What is being asked
Put every line of the listing below into a Markdown table with the columns "Row" and "Line", numbering each row and skipping blank lines. Leave the pictures out of the table.

==== Material for this exercise

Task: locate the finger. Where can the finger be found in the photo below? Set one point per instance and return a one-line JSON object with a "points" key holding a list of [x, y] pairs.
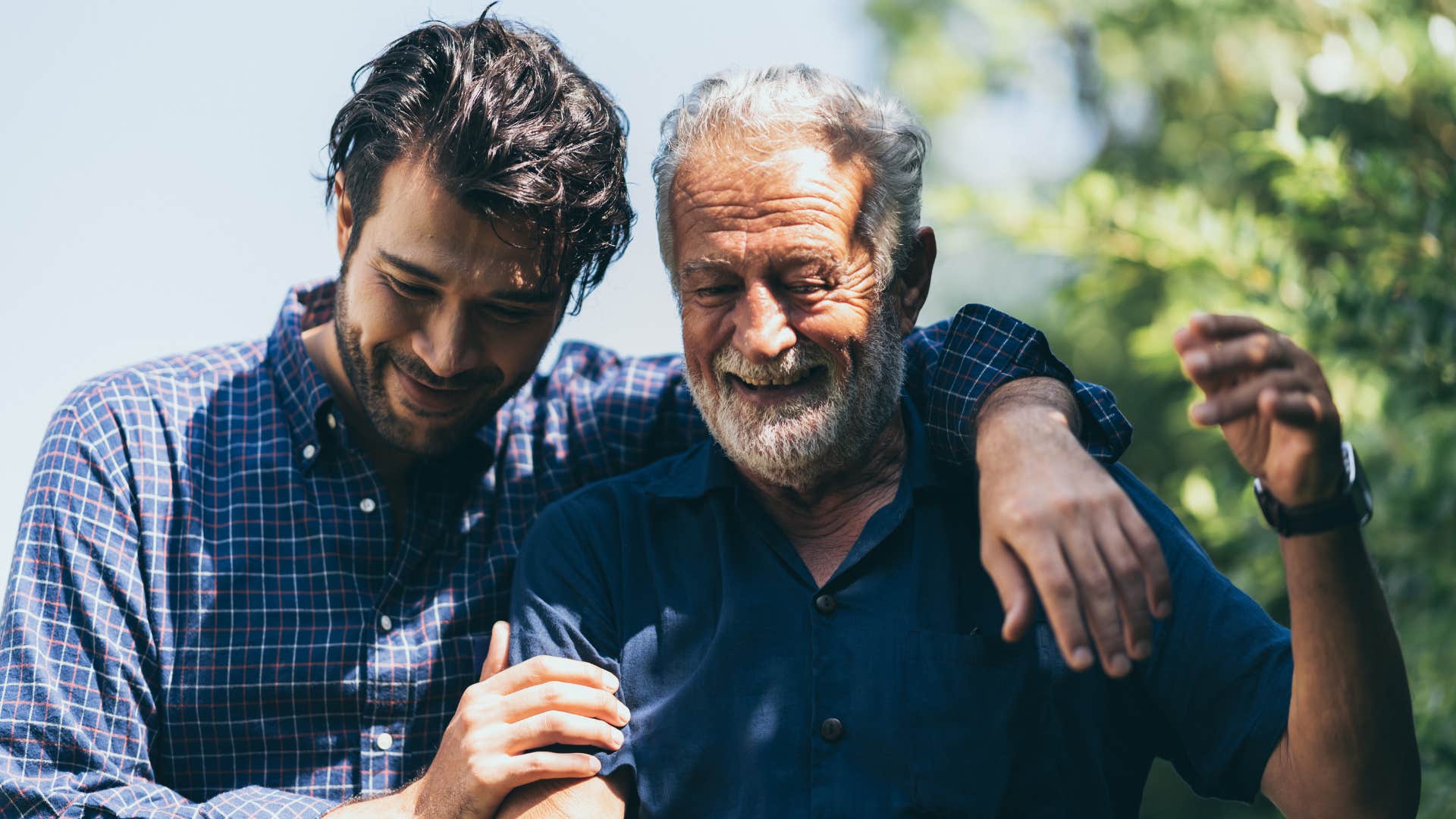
{"points": [[1215, 327], [1059, 598], [560, 727], [1150, 556], [1293, 409], [564, 697], [548, 670], [1128, 577], [1098, 598], [498, 653], [1012, 586], [536, 765], [1242, 400], [1209, 366]]}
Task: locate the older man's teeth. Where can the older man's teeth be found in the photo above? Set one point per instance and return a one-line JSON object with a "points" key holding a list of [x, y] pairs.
{"points": [[770, 381]]}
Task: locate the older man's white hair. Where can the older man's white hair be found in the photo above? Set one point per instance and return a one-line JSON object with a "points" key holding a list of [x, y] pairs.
{"points": [[789, 101]]}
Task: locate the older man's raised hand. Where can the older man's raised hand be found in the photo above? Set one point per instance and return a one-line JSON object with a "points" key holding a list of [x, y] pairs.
{"points": [[1056, 525]]}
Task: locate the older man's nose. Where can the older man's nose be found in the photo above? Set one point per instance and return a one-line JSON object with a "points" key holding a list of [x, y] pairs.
{"points": [[764, 330]]}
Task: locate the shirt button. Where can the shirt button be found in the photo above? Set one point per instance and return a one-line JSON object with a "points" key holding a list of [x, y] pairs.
{"points": [[832, 729]]}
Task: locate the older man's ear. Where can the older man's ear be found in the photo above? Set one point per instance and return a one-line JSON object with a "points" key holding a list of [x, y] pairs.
{"points": [[913, 281]]}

========

Output of the exercise
| Row | Line |
|---|---|
| 1 | Task: locate the finger. Where can the finger be found in the photo below? Set one point per instance and return a one-line JSON object with a "points" key holding a list of [x, y] pairs. |
| 2 | {"points": [[1215, 327], [1059, 598], [560, 727], [1150, 556], [1293, 409], [564, 697], [548, 670], [1128, 577], [1098, 598], [498, 653], [1012, 586], [536, 765], [1242, 400], [1209, 366]]} |
| 3 | Task: locate the older man's teeth. Where can the older man's teeth be found in the photo above? Set one point per instance and return a one-line JSON object with a "points" key holding a list of [x, y] pairs. |
| 4 | {"points": [[770, 381]]} |
| 5 | Task: locate the older man's white hair. Where can the older man's white hair be found in the photo above? Set one point per instance and return a one-line JSON object with a "points" key holding a list of [x, y] pairs. |
| 6 | {"points": [[789, 101]]} |
| 7 | Task: locate the older man's raised hand. Where can the older man's raised hand be found in the photo above? Set one point per instance and return a one-line JSON object with a "points" key holding a list of [x, y] pairs. |
| 8 | {"points": [[1056, 525]]} |
| 9 | Task: locate the older man's nose. Where can the older man's nose be found in the photo above? Set one point per instance and return a one-line JSON object with a "points" key holding a list of [x, y] pairs. |
| 10 | {"points": [[764, 330]]} |
| 11 | Task: locate the shirt button. Where can the shirt button be found in the photo above? Set one point per instance and return a one-line JSON object with a "points" key holding a list of [x, y] pairs. |
| 12 | {"points": [[832, 729]]} |
| 13 | Task: locate the older man's ear. Where can the older man's ear be found in the photo above? Set one point per instance and return a one-line JSON object with a "points" key holding a list of [x, y] pairs. |
| 14 | {"points": [[913, 281]]} |